*THE EXERCISE:* Reproduce all of the records below word for word, keeping every line in its original order.

*SOURCE MATERIAL:*
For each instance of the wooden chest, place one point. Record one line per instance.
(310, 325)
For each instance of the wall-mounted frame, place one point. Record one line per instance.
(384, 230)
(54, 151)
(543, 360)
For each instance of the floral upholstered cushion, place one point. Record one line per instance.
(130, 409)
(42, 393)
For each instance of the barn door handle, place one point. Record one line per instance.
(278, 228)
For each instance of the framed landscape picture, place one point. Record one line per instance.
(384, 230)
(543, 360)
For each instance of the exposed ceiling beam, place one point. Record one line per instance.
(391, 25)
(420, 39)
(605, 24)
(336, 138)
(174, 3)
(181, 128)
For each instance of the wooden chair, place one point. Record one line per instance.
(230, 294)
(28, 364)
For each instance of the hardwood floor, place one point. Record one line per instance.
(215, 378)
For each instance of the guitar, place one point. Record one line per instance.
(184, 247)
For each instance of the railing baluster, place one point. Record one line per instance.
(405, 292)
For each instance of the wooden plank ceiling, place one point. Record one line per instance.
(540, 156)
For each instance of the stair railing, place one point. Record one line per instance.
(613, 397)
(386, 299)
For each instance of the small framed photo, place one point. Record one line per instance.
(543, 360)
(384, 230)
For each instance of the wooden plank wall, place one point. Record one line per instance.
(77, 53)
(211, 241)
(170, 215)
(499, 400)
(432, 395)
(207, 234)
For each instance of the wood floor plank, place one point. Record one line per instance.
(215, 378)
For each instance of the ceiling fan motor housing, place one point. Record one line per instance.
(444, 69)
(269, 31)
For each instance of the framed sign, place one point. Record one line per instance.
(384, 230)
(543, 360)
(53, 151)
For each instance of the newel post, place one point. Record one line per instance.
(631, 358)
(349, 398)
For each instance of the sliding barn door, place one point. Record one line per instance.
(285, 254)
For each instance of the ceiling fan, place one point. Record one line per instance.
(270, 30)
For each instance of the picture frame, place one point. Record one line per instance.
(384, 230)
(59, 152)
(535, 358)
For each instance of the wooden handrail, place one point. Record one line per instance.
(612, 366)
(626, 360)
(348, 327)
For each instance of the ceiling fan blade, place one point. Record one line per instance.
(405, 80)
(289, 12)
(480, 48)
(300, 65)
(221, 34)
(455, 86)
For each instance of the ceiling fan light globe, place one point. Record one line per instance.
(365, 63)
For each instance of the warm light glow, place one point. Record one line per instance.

*WRITTEN ANSWER:*
For each instance of the wooden chest, place one point. Record one line per instance.
(310, 325)
For each instance of the wall-mounted frame, place one point. Record one line per instance.
(384, 230)
(54, 151)
(543, 360)
For each instance of the floral upholstered cushion, place one point. Record one line per instance.
(130, 409)
(42, 393)
For each instance of the barn door handle, place one point. Record one line per instance.
(278, 228)
For each instance of the framed landscape picture, place one point. Record one line per instance.
(384, 230)
(543, 360)
For each instance of the exposed ceiling beam, place one point. Record one line per instance.
(391, 25)
(420, 39)
(605, 24)
(336, 138)
(174, 3)
(181, 128)
For each instance of the wooden chair, place one point. Record one line per instance.
(230, 294)
(28, 364)
For each instance of the hardwood floor, place one point. Record one line per instance.
(215, 378)
For each instance of the guitar, place one point. Record one line per instance.
(184, 247)
For each instance of the railing baluster, place one point. Record one line per instance.
(405, 292)
For each instance of the wooden plank ceiling, place one point. Record one line per instance.
(540, 156)
For each instance of the stair railing, place one point. Record one line per instance.
(613, 397)
(386, 299)
For each instance of the small framed photo, place one point. Record one line per instance.
(543, 360)
(384, 230)
For each instance of the wooden plank wall, place one point. Record one line per instance.
(77, 53)
(211, 241)
(170, 215)
(499, 400)
(432, 395)
(207, 234)
For each instance of the wood floor plank, place one point. Record one line per instance.
(215, 378)
For each instance of the ceiling fan motor housing, place one point. Record one line per instance.
(444, 69)
(269, 31)
For each instance of the framed sign, place one point. Record one line per instance.
(384, 230)
(543, 360)
(53, 151)
For each instance of the newel post, place one point. Record one line per instance.
(631, 358)
(349, 398)
For each instance of the sliding barn door, place one point. Record one line per instance.
(285, 254)
For each instance of the ceiling fan, place one point. Record one line per instance.
(270, 30)
For each instance of the picture frame, place one point. Record one line per instance.
(384, 230)
(59, 152)
(535, 358)
For each instance of the wooden handrail, place one point. Record one line per instance.
(612, 366)
(626, 360)
(348, 327)
For each instance of the ceiling fan blade, place one point. Record one line per instance.
(405, 80)
(289, 12)
(480, 48)
(300, 65)
(221, 34)
(455, 86)
For each instance of the ceiling fan light globe, place one point. Record one line per instance.
(365, 63)
For each instance of the warm light glow, place one point. Record one line per instance.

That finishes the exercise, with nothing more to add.